* Begin Dataset records *
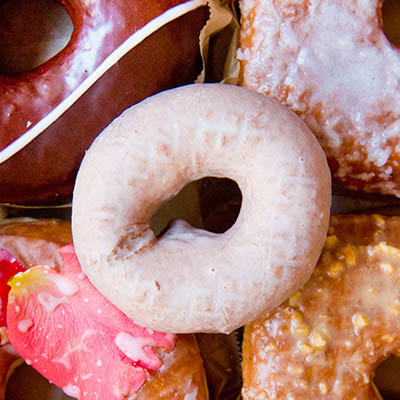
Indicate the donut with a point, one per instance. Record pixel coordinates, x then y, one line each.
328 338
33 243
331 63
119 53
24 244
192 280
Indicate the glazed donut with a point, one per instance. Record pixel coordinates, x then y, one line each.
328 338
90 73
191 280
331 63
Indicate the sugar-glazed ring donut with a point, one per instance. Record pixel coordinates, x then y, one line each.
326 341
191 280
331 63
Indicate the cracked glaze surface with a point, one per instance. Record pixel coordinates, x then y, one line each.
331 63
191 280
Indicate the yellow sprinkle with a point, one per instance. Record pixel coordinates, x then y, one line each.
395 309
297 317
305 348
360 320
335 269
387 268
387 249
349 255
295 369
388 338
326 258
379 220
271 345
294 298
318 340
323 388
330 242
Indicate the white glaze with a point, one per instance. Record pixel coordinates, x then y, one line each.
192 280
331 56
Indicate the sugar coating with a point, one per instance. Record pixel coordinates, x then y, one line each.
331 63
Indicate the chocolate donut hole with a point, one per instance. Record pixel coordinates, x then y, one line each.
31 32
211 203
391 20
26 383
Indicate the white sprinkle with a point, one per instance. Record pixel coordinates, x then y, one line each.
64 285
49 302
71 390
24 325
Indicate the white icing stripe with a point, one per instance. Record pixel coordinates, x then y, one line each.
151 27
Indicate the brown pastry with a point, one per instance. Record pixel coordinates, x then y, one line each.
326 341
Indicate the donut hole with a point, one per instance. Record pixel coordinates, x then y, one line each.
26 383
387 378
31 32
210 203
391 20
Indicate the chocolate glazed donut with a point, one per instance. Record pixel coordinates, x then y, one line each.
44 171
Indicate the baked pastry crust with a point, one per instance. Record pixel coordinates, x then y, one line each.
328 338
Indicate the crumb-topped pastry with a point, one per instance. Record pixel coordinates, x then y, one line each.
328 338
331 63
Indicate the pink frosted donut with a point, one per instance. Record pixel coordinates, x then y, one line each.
* End Dataset records *
_Description of the task:_
Quote the material word for word, dropping any images it holds.

_Solution below:_
Indicate the donut with a point, one per instance. Record pixel coordinates, x then y, one line each.
328 338
33 243
331 63
119 53
24 244
192 280
Indicate the glazed donut with a point, one per instance. Record pixel coordinates, x then y, one line each.
328 338
90 73
191 280
331 63
Indicate the sugar-glazed ring donut with a point, one per instance. Record pixel coordinates, x then y, one line each.
326 341
191 280
331 63
Indicate the cracked glaze surface with a point, one per instance. Record pixel coordinates, x then y, one line each.
331 63
191 280
Indicate the yellow sprinkle with a point, one per instance. Record pixel coordinates, x then y, one line each.
395 309
297 317
305 348
360 320
335 269
387 268
387 249
349 255
295 369
388 338
326 258
379 220
271 345
294 298
318 340
323 388
330 242
Indicate the white glaze with a point, one per instance. Record pixel coordinates, x then y, one line each.
192 280
331 56
Indicate the sugar coating with a point, one per instance. Record pixel coordinates, x then y, one line each.
331 63
Indicate the chocolate donut hole with a point, one per instance. Record pixel coordinates, x then y, one line each.
31 32
211 203
391 20
26 383
Indicate the white sprinkle with a point, one per instance. Record pixel coordinates, x then y, one line each.
64 285
49 302
71 390
24 325
Indicate the white icing stripe with a point, one per instance. Record pixel coordinates, x then y, one line each.
151 27
Indicate the brown pastry with a point, one per instance. Record pixel coordinates, x then y, one line each.
326 341
Indicate the donut hole with a point, one per instance. Record pixel coordinates, x then y, one line each.
26 383
387 378
31 32
210 203
391 20
Indicate the chocolate glazed donut with a point, one per instance. Record pixel coordinates, x then y, one line each.
44 171
Indicate the baked pastry crust with a point, one per instance. Record pixel coordinates, x then y, one line each.
328 338
Indicate the crumb-topped pastry with a point, one per instance. Record pixel coordinates, x then y, one line each.
328 338
331 63
Indicate the pink frosted donut with a point, one per instance. Record pixel coordinates, x then y, one line each.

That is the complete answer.